» Prompt
The answer must be every line of the data that holds the word "foliage".

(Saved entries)
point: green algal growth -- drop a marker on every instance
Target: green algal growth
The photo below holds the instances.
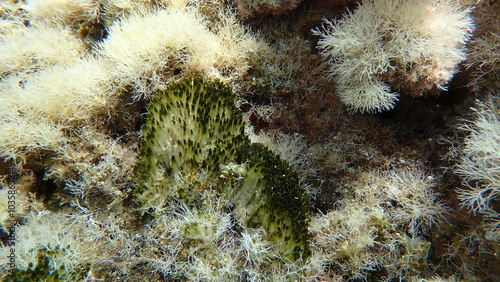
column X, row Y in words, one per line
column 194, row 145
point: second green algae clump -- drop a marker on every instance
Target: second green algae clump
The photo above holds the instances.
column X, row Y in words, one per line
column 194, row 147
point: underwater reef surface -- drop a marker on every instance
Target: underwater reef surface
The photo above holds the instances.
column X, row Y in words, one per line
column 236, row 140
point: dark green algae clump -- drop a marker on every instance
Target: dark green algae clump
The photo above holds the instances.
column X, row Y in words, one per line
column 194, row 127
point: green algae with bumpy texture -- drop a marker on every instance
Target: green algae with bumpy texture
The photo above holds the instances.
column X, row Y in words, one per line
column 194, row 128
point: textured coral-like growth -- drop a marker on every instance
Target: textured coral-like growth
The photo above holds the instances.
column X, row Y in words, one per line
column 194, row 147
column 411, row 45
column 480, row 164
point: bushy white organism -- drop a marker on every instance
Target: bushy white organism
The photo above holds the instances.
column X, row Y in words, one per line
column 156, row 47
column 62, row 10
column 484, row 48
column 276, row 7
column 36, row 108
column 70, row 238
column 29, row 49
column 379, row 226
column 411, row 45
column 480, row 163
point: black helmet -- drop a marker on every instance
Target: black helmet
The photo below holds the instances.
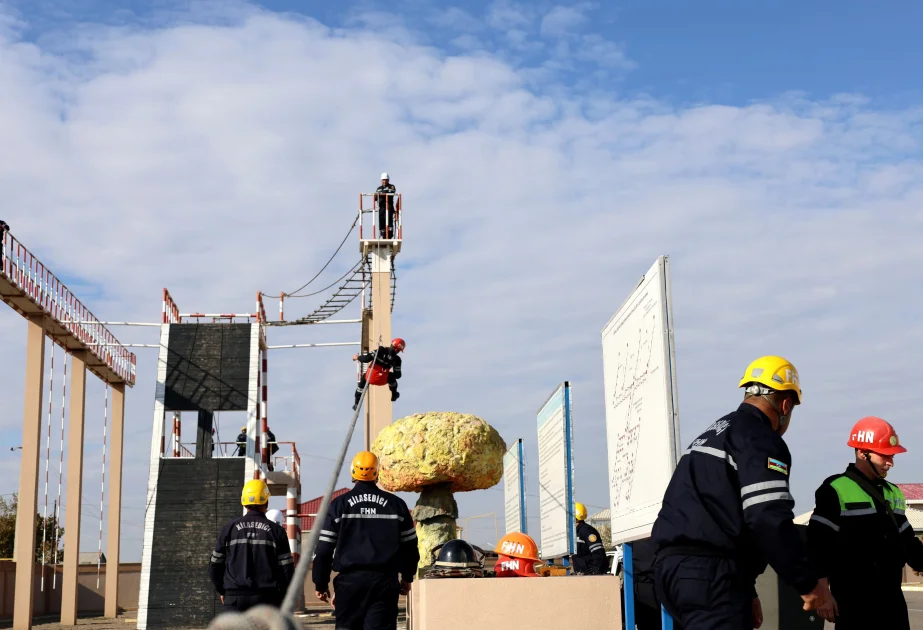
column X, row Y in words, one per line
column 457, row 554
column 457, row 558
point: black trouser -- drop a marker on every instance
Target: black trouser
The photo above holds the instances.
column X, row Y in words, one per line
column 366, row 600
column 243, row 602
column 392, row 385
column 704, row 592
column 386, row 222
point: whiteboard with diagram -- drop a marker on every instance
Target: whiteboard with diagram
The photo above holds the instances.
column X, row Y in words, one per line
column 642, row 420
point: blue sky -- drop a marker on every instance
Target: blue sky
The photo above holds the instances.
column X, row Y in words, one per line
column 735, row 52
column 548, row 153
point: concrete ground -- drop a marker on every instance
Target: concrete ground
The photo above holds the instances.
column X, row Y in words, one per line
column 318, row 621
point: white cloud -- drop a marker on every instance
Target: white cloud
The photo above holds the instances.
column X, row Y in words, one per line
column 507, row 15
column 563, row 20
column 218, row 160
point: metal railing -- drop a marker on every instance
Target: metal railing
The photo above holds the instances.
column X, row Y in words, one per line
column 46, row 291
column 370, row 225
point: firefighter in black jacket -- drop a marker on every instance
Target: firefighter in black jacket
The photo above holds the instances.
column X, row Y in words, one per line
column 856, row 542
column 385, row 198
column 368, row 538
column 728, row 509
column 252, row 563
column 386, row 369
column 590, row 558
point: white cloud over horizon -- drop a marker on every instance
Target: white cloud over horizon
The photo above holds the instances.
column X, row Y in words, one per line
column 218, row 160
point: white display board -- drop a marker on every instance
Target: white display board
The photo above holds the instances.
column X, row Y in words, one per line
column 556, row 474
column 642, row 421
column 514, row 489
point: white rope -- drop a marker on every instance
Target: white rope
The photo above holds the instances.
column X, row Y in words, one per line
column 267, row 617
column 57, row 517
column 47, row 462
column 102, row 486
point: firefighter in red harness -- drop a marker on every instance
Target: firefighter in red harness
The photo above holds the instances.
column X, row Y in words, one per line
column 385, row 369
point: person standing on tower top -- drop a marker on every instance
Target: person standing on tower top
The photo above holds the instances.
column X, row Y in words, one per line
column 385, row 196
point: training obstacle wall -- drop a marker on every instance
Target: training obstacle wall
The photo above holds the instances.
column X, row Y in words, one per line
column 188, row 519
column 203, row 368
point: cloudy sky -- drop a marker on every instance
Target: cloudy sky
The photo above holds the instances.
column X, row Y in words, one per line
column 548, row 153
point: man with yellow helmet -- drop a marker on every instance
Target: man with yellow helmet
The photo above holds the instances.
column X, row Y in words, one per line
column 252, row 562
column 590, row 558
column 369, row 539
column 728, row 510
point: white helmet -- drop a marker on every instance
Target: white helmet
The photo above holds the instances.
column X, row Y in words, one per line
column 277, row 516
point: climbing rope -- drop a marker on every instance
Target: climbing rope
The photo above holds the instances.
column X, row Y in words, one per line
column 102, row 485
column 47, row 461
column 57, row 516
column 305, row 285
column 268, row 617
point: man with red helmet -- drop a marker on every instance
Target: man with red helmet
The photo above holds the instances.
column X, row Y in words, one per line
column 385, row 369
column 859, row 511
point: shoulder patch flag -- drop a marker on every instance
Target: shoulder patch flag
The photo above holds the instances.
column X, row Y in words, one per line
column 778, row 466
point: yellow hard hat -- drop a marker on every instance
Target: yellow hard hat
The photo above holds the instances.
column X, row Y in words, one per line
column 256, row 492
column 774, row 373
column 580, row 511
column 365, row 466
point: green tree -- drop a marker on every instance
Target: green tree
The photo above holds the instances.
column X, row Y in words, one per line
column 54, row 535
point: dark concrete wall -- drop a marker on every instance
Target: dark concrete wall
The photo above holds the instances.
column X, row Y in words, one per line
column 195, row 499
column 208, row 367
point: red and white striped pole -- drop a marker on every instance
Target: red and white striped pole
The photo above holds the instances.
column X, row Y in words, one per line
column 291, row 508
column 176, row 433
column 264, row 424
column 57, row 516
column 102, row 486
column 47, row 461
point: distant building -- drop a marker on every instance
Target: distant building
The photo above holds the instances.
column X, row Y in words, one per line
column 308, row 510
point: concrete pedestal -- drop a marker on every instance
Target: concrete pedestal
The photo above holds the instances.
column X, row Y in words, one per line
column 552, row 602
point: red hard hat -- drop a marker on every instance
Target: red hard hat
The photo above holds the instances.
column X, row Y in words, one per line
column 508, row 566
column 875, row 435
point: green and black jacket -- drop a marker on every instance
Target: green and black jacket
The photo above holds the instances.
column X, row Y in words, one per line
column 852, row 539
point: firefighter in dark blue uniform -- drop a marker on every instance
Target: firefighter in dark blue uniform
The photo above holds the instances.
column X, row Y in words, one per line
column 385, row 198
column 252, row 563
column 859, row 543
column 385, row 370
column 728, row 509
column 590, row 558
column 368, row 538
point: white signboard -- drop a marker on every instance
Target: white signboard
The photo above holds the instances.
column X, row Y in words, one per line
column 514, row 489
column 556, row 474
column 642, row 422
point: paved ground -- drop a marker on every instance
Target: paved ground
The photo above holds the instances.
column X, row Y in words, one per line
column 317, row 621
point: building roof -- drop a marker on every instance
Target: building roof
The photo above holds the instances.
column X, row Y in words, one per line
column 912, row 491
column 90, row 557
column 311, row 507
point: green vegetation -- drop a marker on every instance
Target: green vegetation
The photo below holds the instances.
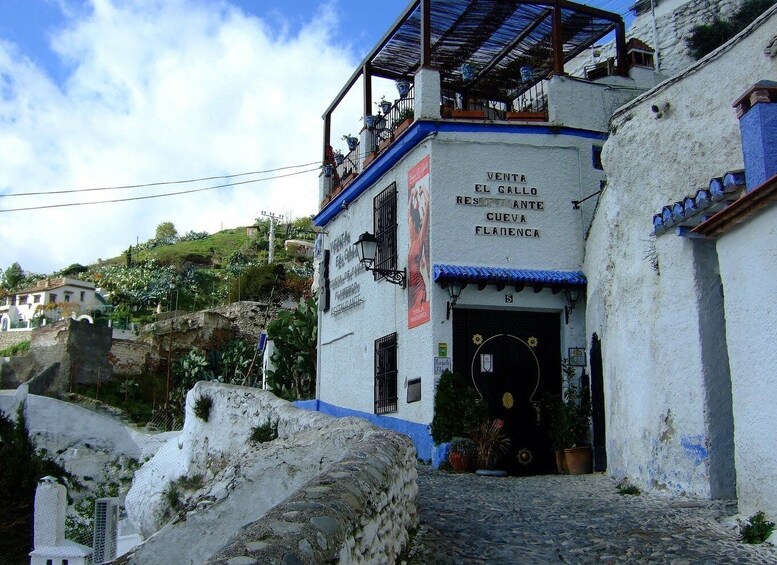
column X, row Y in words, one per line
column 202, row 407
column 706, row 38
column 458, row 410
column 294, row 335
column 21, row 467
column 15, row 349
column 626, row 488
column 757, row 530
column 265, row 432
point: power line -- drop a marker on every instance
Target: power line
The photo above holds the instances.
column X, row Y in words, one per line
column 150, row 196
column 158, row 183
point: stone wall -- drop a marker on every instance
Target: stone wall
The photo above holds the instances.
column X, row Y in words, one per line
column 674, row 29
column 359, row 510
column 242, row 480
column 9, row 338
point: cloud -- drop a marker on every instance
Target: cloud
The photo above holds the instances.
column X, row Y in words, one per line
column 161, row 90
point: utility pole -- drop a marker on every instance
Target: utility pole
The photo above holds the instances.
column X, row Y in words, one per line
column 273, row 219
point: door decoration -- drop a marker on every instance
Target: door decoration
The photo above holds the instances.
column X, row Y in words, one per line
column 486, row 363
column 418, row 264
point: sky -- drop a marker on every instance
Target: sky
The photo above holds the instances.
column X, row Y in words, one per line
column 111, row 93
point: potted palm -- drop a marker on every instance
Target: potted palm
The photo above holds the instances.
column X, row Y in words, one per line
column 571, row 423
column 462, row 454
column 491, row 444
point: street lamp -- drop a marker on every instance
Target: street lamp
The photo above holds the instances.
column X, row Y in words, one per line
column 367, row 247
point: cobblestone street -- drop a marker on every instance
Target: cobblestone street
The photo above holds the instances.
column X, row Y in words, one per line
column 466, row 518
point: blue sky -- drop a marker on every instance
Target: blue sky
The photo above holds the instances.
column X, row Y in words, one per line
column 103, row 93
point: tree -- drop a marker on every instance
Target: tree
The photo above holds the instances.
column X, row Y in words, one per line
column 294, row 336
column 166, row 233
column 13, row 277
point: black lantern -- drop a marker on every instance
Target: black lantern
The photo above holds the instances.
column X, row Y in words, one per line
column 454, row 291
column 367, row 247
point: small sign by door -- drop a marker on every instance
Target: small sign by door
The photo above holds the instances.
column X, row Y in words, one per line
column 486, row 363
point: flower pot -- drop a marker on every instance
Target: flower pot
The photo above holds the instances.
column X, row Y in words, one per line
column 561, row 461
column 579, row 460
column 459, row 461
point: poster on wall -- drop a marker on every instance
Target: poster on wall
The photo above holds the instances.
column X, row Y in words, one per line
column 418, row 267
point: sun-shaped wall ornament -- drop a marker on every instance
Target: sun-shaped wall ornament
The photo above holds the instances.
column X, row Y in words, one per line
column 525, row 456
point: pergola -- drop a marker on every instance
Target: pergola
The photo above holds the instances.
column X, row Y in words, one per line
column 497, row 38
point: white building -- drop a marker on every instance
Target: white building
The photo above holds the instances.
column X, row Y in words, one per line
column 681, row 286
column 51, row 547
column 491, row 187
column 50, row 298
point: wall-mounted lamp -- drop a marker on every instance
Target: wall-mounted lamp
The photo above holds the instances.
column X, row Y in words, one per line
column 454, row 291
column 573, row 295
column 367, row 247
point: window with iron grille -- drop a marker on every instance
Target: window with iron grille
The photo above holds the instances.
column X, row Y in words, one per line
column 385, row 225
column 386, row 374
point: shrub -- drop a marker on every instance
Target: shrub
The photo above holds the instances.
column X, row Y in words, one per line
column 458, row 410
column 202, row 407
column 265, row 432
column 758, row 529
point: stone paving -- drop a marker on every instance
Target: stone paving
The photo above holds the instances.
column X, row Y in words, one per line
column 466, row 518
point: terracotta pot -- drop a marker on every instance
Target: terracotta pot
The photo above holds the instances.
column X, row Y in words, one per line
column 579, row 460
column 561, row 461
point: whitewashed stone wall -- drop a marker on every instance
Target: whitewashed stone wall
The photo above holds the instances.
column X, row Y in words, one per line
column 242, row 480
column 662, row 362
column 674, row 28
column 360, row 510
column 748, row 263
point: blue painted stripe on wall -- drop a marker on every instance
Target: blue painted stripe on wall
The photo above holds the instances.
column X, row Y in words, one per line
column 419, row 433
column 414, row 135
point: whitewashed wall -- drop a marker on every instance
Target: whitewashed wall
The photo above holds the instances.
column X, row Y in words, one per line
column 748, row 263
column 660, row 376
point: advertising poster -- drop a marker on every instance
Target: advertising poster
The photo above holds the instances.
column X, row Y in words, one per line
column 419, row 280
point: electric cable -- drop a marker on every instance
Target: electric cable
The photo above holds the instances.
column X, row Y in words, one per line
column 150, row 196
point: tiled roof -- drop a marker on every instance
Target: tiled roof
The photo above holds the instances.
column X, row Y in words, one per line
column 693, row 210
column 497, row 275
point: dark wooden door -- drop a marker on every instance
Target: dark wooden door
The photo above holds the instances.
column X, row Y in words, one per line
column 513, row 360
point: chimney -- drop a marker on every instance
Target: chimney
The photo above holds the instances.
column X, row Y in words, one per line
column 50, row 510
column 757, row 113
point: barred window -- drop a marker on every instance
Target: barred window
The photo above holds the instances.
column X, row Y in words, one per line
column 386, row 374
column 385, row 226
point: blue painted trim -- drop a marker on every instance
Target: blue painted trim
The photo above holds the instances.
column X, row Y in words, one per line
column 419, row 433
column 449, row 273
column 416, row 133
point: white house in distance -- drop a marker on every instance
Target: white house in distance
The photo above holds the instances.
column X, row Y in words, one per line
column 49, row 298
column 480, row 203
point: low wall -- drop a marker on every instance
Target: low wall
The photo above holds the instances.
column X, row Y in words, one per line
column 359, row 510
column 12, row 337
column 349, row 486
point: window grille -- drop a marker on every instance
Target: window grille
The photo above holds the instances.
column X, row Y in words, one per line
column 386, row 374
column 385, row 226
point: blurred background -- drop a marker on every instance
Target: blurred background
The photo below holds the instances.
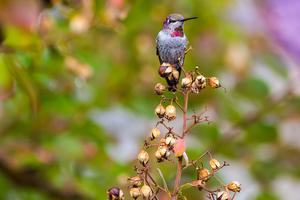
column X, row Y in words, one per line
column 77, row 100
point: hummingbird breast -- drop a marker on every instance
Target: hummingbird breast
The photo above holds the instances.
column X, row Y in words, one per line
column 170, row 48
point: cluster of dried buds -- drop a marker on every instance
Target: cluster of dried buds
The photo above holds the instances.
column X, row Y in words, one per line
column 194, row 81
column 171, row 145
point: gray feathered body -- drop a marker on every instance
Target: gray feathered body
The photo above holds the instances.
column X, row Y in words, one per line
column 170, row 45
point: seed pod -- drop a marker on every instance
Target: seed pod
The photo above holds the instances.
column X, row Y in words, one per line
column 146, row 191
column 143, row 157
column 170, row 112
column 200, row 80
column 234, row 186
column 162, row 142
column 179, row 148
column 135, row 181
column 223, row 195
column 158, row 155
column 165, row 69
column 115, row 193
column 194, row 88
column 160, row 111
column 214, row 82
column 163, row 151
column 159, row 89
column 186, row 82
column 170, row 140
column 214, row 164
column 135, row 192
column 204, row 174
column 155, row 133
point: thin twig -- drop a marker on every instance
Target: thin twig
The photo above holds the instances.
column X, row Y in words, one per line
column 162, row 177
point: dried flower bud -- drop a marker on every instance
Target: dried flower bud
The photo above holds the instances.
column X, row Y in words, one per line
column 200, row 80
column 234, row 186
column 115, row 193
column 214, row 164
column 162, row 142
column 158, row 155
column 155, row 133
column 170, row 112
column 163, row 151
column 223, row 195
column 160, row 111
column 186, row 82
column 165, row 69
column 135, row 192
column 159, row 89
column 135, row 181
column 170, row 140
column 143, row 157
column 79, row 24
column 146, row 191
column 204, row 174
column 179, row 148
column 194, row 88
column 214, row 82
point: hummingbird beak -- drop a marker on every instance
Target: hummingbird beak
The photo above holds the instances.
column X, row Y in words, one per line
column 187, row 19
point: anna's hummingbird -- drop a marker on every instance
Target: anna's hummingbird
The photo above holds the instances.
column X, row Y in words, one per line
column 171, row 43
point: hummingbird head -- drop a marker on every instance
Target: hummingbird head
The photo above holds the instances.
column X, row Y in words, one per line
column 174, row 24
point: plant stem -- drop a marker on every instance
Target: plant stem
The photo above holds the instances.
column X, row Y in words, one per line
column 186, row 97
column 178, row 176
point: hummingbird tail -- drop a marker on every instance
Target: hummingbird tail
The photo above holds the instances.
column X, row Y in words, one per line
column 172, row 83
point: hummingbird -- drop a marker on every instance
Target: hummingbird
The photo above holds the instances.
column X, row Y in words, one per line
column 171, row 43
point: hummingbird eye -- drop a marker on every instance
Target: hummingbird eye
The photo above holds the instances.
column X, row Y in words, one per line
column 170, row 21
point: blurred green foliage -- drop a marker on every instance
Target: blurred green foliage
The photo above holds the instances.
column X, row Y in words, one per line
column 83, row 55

» Written solution
point: blurred green foliage -- drop a marker on every instance
Target: blurred green foliage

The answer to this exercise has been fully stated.